Extract the entries in their exact form.
* begin DATA SHOWN *
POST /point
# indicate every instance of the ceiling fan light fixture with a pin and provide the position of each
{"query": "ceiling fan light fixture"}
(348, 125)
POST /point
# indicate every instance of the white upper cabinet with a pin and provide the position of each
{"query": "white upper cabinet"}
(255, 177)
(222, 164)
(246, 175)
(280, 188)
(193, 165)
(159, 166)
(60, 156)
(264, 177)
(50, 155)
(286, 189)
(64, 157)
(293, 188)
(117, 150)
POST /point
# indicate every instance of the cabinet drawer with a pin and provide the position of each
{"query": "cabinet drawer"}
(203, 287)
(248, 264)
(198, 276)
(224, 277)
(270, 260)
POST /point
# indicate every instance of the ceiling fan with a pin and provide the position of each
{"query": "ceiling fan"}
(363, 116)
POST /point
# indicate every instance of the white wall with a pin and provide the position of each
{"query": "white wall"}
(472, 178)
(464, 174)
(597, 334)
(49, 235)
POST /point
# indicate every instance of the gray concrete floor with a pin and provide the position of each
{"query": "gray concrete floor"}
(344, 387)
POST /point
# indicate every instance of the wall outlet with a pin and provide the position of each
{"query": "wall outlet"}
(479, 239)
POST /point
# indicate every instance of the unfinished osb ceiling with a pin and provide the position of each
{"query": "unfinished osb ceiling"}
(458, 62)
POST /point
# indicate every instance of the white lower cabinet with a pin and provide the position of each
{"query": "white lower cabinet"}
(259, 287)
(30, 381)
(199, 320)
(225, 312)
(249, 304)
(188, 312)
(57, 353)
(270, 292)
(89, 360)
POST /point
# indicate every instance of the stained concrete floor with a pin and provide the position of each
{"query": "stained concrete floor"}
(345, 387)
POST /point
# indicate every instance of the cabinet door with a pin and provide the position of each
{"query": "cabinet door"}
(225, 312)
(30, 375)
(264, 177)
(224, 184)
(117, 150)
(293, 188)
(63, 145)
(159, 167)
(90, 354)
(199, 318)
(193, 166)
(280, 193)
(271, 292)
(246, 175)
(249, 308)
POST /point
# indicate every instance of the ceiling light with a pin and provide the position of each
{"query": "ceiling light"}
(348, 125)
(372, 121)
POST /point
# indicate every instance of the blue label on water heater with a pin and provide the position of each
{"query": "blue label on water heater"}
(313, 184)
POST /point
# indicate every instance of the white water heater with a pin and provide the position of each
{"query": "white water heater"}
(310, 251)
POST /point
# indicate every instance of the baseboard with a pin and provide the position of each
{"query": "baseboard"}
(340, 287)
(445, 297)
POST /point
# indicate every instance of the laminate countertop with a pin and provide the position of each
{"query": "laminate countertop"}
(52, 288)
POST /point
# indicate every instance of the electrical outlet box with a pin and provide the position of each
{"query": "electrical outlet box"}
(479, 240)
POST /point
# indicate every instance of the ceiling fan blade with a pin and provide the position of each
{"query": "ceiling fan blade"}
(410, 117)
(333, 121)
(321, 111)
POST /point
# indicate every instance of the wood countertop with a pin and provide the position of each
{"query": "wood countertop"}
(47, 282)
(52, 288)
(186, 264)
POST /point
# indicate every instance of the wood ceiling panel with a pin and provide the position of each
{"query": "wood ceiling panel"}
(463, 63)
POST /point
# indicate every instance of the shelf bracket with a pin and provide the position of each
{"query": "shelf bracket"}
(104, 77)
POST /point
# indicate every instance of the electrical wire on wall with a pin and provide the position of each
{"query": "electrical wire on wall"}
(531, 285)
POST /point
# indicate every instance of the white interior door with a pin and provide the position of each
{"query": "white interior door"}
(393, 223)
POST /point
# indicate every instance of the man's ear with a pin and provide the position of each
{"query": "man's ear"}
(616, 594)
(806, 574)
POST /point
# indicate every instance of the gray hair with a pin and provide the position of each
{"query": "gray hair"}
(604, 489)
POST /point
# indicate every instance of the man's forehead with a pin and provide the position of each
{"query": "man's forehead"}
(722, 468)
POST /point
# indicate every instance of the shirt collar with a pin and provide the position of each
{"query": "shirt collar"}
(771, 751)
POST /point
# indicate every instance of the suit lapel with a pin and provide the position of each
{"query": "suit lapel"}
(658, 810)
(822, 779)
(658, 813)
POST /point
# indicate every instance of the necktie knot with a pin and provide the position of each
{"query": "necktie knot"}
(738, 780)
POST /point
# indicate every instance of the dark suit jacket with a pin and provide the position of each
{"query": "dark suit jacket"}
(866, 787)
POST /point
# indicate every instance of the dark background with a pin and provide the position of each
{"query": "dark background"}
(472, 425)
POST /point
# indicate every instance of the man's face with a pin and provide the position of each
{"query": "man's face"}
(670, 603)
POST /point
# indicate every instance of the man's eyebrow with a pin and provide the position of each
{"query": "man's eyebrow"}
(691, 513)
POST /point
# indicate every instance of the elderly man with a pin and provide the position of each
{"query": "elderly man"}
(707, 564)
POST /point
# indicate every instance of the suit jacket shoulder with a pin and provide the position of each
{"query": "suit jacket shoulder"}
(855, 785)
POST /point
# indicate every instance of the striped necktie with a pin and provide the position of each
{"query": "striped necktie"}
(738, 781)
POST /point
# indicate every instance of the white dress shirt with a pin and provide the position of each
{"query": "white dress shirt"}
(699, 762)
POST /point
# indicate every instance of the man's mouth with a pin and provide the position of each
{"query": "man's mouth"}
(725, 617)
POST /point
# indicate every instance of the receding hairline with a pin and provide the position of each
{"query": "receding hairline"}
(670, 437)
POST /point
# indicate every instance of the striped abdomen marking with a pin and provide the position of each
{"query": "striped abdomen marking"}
* end DATA SHOWN *
#### SOLUTION TO THIS EXERCISE
POST /point
# indicate every instance of the ceiling fan light fixture with a pin and provide the position of each
{"query": "ceiling fan light fixture"}
(348, 125)
POST /point
# indicate every instance of the white upper cabinet with a pin and provide the position of each
{"query": "white upper cabinet"}
(255, 177)
(222, 164)
(246, 175)
(280, 188)
(193, 165)
(159, 166)
(60, 156)
(264, 177)
(50, 155)
(286, 189)
(64, 157)
(293, 188)
(117, 150)
POST /point
# indicate every instance of the cabinet drawer with a pin and provide the position of each
{"query": "cabinet drawer"}
(203, 287)
(248, 264)
(198, 276)
(224, 277)
(270, 260)
POST /point
# indicate every instance of the ceiling fan with a pin and provide the position of each
{"query": "ceiling fan"}
(363, 116)
POST /point
# indicate every instance of the white wall with a pin and provide the position of each
{"query": "white wall"}
(472, 178)
(464, 174)
(597, 334)
(49, 235)
POST /point
# indicate every instance of the gray concrete floor with a pin and provide the position of each
{"query": "gray concrete floor"}
(344, 387)
POST /point
# indicate every instance of the wall outlet with a pin and provide the position of each
{"query": "wall outlet"}
(479, 239)
POST /point
# indicate every instance of the unfinished osb ceiling with a pin and provide the position of each
{"query": "unfinished osb ceiling"}
(458, 62)
POST /point
# indicate every instance of the white lower cabinet with a pin and provide the position of each
{"query": "white lower cabinet"}
(259, 287)
(30, 381)
(199, 320)
(225, 312)
(249, 304)
(188, 312)
(57, 353)
(270, 292)
(89, 360)
POST /point
# indicate every instance of the stained concrete floor with a pin and provide the position of each
{"query": "stained concrete floor"}
(345, 387)
POST /point
# indicate every instance of the cabinet door with a pin and provide the position of each
{"query": "cabinet door"}
(225, 312)
(30, 375)
(264, 177)
(224, 184)
(117, 150)
(293, 188)
(63, 145)
(159, 167)
(90, 354)
(199, 318)
(193, 166)
(280, 193)
(271, 292)
(246, 175)
(249, 308)
POST /point
# indicate every instance of the ceiling light with a pin and provide the position of each
{"query": "ceiling light"}
(348, 125)
(372, 121)
POST /point
# indicate every instance of the blue label on water heater with a pin and provide the position of each
{"query": "blue label on water heater"}
(313, 184)
POST /point
# indicate every instance of the white water heater with a pin and provide the position of each
{"query": "white water heater"}
(310, 251)
POST /point
# indicate every instance of the baseboard with a pin and provide the position of each
{"query": "baseboard"}
(340, 287)
(445, 297)
POST /point
# indicate every instance of the laminate countertop with a pin and provide the position of each
{"query": "laminate countertop"}
(52, 288)
POST /point
# indicate every instance of the electrical outlet box with a pin and provide the position of each
{"query": "electrical outlet box"}
(479, 240)
POST /point
# indicate every instance of the ceiling fan blade with a pin and provide the position of each
{"query": "ceiling fan blade"}
(410, 117)
(333, 121)
(321, 111)
POST /point
# indicate every instance of the wood countertop with a pin and provide the position of each
{"query": "wood countertop"}
(47, 282)
(52, 288)
(186, 264)
POST /point
# indicate every instance of the wood ceiling panel with a pin and provide the position of each
{"query": "wood ceiling panel"}
(463, 63)
POST /point
# indicate every instance of the shelf bracket with a pin and provide the position of each
{"query": "shelf bracket"}
(104, 77)
POST /point
# indicate every instance of the electrical wire on wall with a pin and provide the position of each
{"query": "electrical wire on wall"}
(531, 285)
POST /point
# indicate every instance of the white interior door with a pin and provide the position of each
{"query": "white interior door"}
(393, 223)
POST /point
# indicate every instance of the man's ear with a pin and provide the position of each
{"query": "man's ear"}
(616, 594)
(806, 574)
POST /point
# indicate every instance of the gray hair with a pin and provide the position of each
{"query": "gray hair"}
(604, 489)
POST /point
# indicate every instance of the man's forehead with a pin and provide the position of each
{"query": "man's forehead"}
(722, 468)
POST /point
# indicate every instance of the shirt collar with a pin and provide the position of each
{"query": "shirt collar"}
(771, 751)
POST /point
# indicate every instance of the suit lapel with a pin and provide the position of each
{"query": "suit lapel"}
(658, 810)
(822, 779)
(658, 813)
POST /point
# indicate every instance of the necktie knot with a pin and provide the position of each
{"query": "necktie knot"}
(738, 780)
POST /point
# indicate every instance of the dark suit jacket with a pin and provide the position of each
{"query": "dark suit jacket"}
(866, 787)
POST /point
# indicate every instance of the dark background with a pin and provide the position of each
{"query": "dark background"}
(472, 425)
POST /point
# indicate every instance of the man's face with a pin and provide the position of each
{"query": "man's face"}
(670, 603)
POST /point
# indicate every instance of the man's eyebrow with a pin and provide the position of each
{"query": "man's eyebrow"}
(691, 513)
POST /point
# indicate every instance of the elderly man with a pin and provide the position of each
{"query": "elderly man"}
(707, 564)
POST /point
# indicate every instance of the suit jacket shoulder with a pin and provide the position of each
{"query": "suit jacket shoulder"}
(855, 785)
POST /point
# indicate every instance of the striped necktie with a pin and provide the position of each
{"query": "striped necktie"}
(738, 781)
POST /point
# indicate every instance of the white dress shirt with a pin and provide the position of each
{"query": "white dress shirt"}
(699, 762)
POST /point
# indicate every instance of the man's mouth with a pin and provide the position of each
{"query": "man's mouth"}
(725, 617)
POST /point
# indicate every instance of the receding hairline with a pin and provide the position of each
{"query": "receding hairline"}
(670, 437)
POST /point
# indicate every instance of the striped abdomen marking with a pin and provide the position of each
{"query": "striped abdomen marking"}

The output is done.